(Selection)

Skip to content

Hints annotations based autodiscover does not work as expected #10641

@belimawr

Description

@belimawr

When using Hints annotations based autodiscover with packages, two
problems happen:

  • Packages that use multiple datasets duplicate data across all
    datasets
  • No ingest pipelines are created to process the data, so fields are
    not set as expected.

This can reproduced by following our documentation:

How to reproduce

For this example I'll use:

  • Kind to create our Kubernets cluster.
  • Nginx as the application.
  • The Nginx for Standalone Elastic Agent.

1. Create a Kind cluster mapping one port to the host

kind-config.yaml

apiVersion: kind.x-k8s.io/v1alpha4
kind: Cluster
nodes:
- role: control-plane
  extraPortMappings:
  - containerPort: 30080
    hostPort: 30080
    listenAddress: "0.0.0.0" # Optional, defaults to "0.0.0.0"
    protocol: tcp # Optional, defaults to tcp

kind create cluster --config kind-config.yaml 

2. Deploy Elastic Agent Standalone with hints enabled

Make sure to edit the output credentials to match your setup

elastic-agent-standalone-kubernetes.yaml

# For more information https://www.elastic.co/guide/en/fleet/current/running-on-kubernetes-standalone.html
apiVersion: v1
kind: ConfigMap
metadata:
  name: agent-node-datastreams
  namespace: kube-system
  labels:
    app.kubernetes.io/name: elastic-agent-standalone
data:
  agent.yml: |-
    outputs:
      default:
        type: elasticsearch
        hosts:
          - >-
            https://localhost:9200
        username: elastic
        password: changeme
    agent:
      monitoring:
        enabled: true
        use_output: default
        logs: true
        metrics: true
    providers.kubernetes:
      node: ${NODE_NAME}
      scope: node
      #Uncomment to enable hints' support - https://www.elastic.co/guide/en/fleet/current/hints-annotations-autodiscovery.html
      hints.enabled: true
      hints.default_container_logs: false
---
# For more information refer https://www.elastic.co/guide/en/fleet/current/running-on-kubernetes-standalone.html
apiVersion: apps/v1
kind: DaemonSet
metadata:
  name: elastic-agent-standalone
  namespace: kube-system
  labels:
    app.kubernetes.io/name: elastic-agent-standalone
spec:
  selector:
    matchLabels:
      app.kubernetes.io/name: elastic-agent-standalone
  template:
    metadata:
      labels:
        app.kubernetes.io/name: elastic-agent-standalone
    spec:
      # Tolerations are needed to run Elastic Agent on Kubernetes control-plane nodes.

(Stated goal A) From the hints autodiscover issue, extract word for word the part that opens with the words containing "How to reproduce" and closes with "Standalone Elastic Agent.".
(Stated goal B) Pick up the hints autodiscover issue at the point where it stops and keep writing it.
You can leave the rows that come after the hints autodiscover issue aside.

(Stored records)
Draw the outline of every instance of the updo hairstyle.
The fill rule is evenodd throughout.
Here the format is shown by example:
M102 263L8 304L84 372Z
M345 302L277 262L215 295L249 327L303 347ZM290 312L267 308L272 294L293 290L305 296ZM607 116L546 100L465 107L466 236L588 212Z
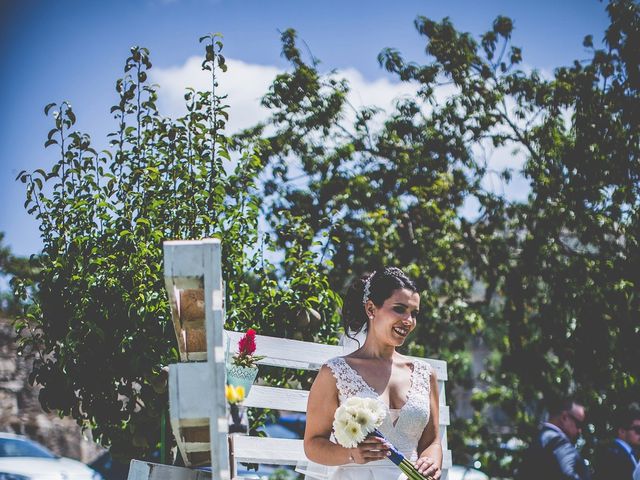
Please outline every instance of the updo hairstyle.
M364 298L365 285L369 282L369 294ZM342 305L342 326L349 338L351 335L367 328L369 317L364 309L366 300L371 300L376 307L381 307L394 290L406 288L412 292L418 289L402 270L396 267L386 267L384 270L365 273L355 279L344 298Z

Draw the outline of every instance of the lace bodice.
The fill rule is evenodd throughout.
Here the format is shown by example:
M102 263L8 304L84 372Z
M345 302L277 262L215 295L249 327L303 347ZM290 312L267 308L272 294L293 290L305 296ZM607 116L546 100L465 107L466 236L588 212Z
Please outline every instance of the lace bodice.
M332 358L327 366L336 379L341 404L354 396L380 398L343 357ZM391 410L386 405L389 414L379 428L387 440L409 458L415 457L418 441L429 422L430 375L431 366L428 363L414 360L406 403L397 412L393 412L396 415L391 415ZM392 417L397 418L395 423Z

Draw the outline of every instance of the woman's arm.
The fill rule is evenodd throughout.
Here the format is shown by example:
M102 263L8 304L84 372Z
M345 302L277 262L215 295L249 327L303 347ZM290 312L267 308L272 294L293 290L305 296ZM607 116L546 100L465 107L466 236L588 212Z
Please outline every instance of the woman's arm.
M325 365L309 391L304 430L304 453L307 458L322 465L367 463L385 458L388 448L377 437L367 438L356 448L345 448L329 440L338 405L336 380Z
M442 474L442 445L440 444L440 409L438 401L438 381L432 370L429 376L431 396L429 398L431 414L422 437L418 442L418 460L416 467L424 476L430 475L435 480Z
* * *
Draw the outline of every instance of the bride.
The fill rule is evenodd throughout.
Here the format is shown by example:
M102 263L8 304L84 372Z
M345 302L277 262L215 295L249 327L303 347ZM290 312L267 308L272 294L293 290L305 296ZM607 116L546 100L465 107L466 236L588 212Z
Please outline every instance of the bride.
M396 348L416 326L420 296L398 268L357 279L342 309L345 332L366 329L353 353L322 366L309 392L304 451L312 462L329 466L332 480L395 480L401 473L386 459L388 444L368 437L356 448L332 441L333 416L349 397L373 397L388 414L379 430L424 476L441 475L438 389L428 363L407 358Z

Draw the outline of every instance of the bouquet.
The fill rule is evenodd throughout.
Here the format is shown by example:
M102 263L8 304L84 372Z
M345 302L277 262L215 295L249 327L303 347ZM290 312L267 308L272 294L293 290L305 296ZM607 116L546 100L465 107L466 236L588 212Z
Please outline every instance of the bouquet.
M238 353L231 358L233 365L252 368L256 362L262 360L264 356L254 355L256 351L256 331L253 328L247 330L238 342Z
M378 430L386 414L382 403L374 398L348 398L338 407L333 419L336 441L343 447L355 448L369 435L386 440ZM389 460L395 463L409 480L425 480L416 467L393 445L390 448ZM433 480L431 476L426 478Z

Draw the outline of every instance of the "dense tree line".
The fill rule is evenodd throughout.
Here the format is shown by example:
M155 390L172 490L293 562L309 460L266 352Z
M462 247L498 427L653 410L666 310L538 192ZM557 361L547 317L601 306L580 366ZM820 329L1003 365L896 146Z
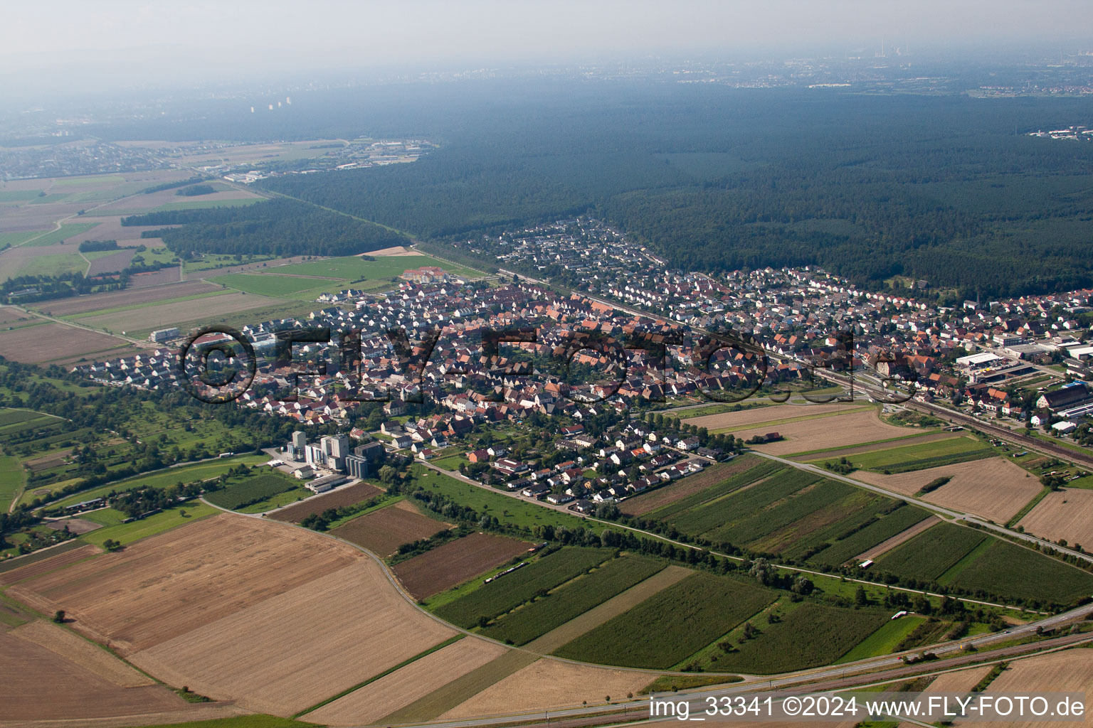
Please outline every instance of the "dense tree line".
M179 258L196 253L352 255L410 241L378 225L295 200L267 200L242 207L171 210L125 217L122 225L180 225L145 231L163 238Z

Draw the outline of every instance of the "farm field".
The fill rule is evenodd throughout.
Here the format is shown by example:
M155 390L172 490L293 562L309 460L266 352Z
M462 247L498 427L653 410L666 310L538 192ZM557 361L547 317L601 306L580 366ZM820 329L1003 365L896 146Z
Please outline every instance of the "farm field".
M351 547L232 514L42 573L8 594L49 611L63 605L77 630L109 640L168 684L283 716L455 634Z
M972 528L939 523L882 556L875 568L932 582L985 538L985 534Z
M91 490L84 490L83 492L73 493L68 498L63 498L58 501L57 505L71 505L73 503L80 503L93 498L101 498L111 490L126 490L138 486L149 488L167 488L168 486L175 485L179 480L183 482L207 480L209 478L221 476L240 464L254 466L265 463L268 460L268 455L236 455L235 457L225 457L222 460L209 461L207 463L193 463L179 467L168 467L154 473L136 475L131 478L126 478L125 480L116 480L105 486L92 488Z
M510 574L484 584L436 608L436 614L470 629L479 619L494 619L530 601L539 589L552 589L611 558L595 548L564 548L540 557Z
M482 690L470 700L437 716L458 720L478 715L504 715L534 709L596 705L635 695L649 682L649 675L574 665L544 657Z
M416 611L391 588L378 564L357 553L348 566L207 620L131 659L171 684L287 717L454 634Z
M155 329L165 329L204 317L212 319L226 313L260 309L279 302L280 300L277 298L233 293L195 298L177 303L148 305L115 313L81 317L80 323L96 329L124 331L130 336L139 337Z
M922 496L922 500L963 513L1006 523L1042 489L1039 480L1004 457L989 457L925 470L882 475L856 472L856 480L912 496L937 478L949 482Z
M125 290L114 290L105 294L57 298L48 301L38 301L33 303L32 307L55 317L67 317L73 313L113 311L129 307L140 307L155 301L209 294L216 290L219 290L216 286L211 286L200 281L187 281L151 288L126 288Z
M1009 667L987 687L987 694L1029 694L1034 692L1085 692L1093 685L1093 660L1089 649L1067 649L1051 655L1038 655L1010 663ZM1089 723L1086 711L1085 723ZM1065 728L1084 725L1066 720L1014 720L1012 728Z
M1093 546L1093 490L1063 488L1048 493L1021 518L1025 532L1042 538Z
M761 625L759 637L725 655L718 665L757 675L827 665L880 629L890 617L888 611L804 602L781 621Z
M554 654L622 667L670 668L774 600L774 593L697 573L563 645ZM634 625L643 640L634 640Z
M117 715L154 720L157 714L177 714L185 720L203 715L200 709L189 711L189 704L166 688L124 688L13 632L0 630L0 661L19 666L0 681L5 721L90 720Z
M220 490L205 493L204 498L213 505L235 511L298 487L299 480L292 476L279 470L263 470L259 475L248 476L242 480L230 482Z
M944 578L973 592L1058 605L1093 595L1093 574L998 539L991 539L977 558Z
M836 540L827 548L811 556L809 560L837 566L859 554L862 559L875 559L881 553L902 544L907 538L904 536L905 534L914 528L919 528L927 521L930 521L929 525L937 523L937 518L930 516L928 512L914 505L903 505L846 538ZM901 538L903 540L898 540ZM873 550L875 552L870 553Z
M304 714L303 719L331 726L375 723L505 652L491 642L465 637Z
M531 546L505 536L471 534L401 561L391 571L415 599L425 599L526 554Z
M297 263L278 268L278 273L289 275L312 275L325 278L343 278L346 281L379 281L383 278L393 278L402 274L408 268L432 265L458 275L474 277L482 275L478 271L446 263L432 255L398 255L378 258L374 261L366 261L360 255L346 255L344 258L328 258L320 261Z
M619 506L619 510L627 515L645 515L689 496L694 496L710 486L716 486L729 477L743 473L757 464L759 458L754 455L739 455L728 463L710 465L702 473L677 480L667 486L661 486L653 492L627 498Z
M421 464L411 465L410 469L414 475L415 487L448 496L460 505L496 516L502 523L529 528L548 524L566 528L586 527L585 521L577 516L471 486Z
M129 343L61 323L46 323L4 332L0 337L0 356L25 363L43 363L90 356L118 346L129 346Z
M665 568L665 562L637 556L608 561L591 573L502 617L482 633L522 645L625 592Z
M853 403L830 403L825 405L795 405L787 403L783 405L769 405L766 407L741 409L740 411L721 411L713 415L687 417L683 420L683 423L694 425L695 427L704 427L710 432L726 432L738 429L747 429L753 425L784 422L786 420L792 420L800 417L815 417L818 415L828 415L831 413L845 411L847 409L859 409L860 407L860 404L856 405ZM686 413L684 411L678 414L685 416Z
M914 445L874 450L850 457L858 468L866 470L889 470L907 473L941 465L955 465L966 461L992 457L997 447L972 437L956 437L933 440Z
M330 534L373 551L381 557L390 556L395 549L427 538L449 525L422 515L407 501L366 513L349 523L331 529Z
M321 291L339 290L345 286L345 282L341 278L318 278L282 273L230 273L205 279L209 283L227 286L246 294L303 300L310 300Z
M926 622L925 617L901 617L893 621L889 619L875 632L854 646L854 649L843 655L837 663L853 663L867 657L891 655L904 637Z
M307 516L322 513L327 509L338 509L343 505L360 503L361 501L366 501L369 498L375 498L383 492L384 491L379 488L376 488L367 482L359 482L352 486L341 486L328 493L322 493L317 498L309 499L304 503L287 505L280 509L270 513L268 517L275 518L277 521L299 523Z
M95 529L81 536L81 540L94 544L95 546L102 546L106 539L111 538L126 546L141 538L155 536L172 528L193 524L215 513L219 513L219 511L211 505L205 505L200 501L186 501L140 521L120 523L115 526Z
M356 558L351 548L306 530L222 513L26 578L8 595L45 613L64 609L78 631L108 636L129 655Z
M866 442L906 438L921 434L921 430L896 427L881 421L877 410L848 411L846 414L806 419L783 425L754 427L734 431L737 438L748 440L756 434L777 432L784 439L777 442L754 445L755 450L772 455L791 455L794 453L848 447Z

(Final answer A)
How to reproduce

For this example I'll use:

  • Kind to create our Kubernets cluster.
  • Nginx as the application.
  • The Nginx for Standalone Elastic Agent.

(Final answer B)
      # Agents running on control-plane nodes collect metrics from the control plane components (scheduler, controller manager) of Kubernetes
      tolerations:
        - key: node-role.kubernetes.io/control-plane
          effect: NoSchedule
        - key: node-role.kubernetes.io/master
          effect: NoSchedule
      serviceAccountName: elastic-agent-standalone
      hostNetwork: true
      dnsPolicy: ClusterFirstWithHostNet
      # Uncomment if using hints feature
      initContainers:
       - name: k8s-templates-downloader
         image: docker.elastic.co/elastic-agent/elastic-agent:9.1.5
         restartPolicy: Never
         command: ['bash']
         args:
           - -c
           - >-
             mkdir -p /etc/elastic-agent/inputs.d &&
             curl -sL https://github.com/elastic/elastic-agent/archive/9.0.tar.gz | tar xz -C /etc/elastic-agent/inputs.d --strip=5 "elastic-agent-9.0/deploy/kubernetes/elastic-agent-standalone/templates.d"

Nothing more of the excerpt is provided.